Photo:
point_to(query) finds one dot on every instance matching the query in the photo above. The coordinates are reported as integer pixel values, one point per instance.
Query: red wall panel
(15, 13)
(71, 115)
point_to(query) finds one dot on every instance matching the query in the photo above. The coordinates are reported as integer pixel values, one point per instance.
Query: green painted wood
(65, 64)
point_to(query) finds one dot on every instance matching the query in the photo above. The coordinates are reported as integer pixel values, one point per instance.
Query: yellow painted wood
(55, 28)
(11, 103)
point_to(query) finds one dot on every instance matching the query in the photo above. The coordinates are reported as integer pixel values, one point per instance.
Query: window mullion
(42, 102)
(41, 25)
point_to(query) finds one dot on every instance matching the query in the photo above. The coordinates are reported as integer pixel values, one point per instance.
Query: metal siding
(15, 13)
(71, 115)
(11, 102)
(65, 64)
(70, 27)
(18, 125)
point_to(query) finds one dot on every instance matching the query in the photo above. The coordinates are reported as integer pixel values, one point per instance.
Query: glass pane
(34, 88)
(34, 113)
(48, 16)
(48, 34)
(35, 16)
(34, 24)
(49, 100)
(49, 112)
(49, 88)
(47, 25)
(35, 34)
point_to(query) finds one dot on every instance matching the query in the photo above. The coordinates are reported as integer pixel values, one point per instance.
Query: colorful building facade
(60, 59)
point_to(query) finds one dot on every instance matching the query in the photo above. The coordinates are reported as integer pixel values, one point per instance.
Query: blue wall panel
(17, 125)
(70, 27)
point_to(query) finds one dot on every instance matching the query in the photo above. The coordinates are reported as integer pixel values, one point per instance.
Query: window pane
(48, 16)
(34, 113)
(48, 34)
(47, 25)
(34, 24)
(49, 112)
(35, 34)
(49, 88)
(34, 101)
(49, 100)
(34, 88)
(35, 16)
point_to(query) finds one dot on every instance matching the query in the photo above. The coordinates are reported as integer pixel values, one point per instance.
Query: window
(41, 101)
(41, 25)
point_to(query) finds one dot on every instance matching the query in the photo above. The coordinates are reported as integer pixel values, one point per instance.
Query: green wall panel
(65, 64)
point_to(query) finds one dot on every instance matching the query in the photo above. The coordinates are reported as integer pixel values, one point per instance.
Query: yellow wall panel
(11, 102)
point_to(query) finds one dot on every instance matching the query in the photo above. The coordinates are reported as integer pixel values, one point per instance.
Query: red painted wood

+ + + +

Aim of the task: Copy out all of the lines above exactly.

Task answer:
Photo:
point_to(query) finds one dot on every instance matching the query in the photo above. The coordinates are reported as integer pixel values, one point per instance.
Query: red wall panel
(15, 13)
(71, 115)
point_to(query) finds one dot on every instance matching the query in the photo above. The coordinates are reported as integer pixel values, one point per instance.
Query: green painted wood
(65, 64)
point_to(query) finds one dot on every instance matching the query in the photo above. The coordinates are reported as integer pixel values, one point per instance.
Query: yellow painted wood
(55, 28)
(11, 103)
point_to(query) finds one dot on every instance matching the query in the photo above. The coordinates are reported as integer pixel values, one point per instance.
Query: window mullion
(42, 102)
(41, 25)
point_to(query) finds one dot on every instance matching the query in the photo above. The coordinates are reported as integer pixel values, one point per instance.
Query: metal siding
(15, 13)
(71, 115)
(11, 102)
(65, 64)
(70, 27)
(18, 125)
point_to(query) finds one dot on every instance matching the query in the photo above. The coordinates are reported as integer pixel values, one point per instance.
Query: glass pane
(34, 88)
(34, 113)
(48, 16)
(48, 34)
(35, 16)
(34, 24)
(49, 100)
(49, 112)
(49, 88)
(47, 25)
(35, 34)
point_to(query) finds one dot on every instance matching the query in the photo above. The coordinates are reported as integer pixel values, one point per instance.
Query: colorful building facade
(60, 59)
point_to(query) finds one dot on every instance matching the query in the photo above. The coordinates are reported as integer pixel values, one point per instance.
Query: blue wall panel
(17, 125)
(70, 27)
point_to(query) finds one dot on every instance matching the query in the photo above. The coordinates are reported as integer pixel values, one point per instance.
Query: window pane
(48, 16)
(34, 113)
(48, 34)
(47, 25)
(34, 24)
(49, 112)
(35, 34)
(49, 88)
(34, 101)
(49, 100)
(34, 88)
(35, 16)
point_to(query) finds one dot on every instance matching the query in the photo above. The coordinates are reported as integer pixel values, one point per instance.
Query: window
(41, 101)
(41, 25)
point_to(query) finds one dot on every instance matching the query in the photo above. The coordinates are reported as integer pixel values, one point per instance.
Query: green wall panel
(65, 64)
point_to(query) finds one dot on every instance matching the query in the photo above. The coordinates are reported as integer pixel values, one point per instance.
Query: yellow wall panel
(11, 102)
point_to(query) finds one dot on every instance matching the query in the photo above. The coordinates are reported as integer pixel values, one point per instance.
Query: red painted wood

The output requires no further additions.